_YOUR TASK_
Reproduce each of the following records line for line, leaving nothing out and changing nothing.

_ENTRIES SUPPLIED_

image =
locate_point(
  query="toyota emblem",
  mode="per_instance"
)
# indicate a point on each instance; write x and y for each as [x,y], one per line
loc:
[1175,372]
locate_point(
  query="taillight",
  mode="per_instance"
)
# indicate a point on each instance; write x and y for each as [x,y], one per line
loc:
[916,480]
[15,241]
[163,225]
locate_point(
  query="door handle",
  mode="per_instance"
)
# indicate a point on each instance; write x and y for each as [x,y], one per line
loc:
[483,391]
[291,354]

_SOLUTION TO THE PROBLEM_
image =
locate_point(
  query="toyota emblem",
  mode="per_instance"
)
# indicate a point on each instance; write x and y for each as [x,y], one per line
loc:
[1175,372]
locate_point(
  query="taillight",
  mode="per_instance"
)
# indicate a point on each instance; write x and y for each as [x,y], one per line
loc:
[916,480]
[15,241]
[163,225]
locate_point(
  query="door handle",
  mode="per_instance"
)
# indicate a point on each instance; write x and y for each as [x,y], one per line
loc:
[483,391]
[291,354]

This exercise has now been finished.